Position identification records
((
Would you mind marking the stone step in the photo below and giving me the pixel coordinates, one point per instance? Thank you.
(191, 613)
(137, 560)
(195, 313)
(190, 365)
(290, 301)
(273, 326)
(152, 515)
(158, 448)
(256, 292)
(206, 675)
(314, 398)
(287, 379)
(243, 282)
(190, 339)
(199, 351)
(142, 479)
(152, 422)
))
Duplicate the lines above verbatim.

[CORRECT RESPONSE]
Would you mind marking the stone step in the photo below and giving me the pixel coordinates, one point per instance? Thank you.
(191, 613)
(137, 560)
(195, 313)
(190, 365)
(290, 301)
(273, 326)
(152, 515)
(158, 448)
(256, 292)
(206, 675)
(314, 398)
(287, 379)
(243, 282)
(190, 339)
(199, 351)
(142, 479)
(152, 422)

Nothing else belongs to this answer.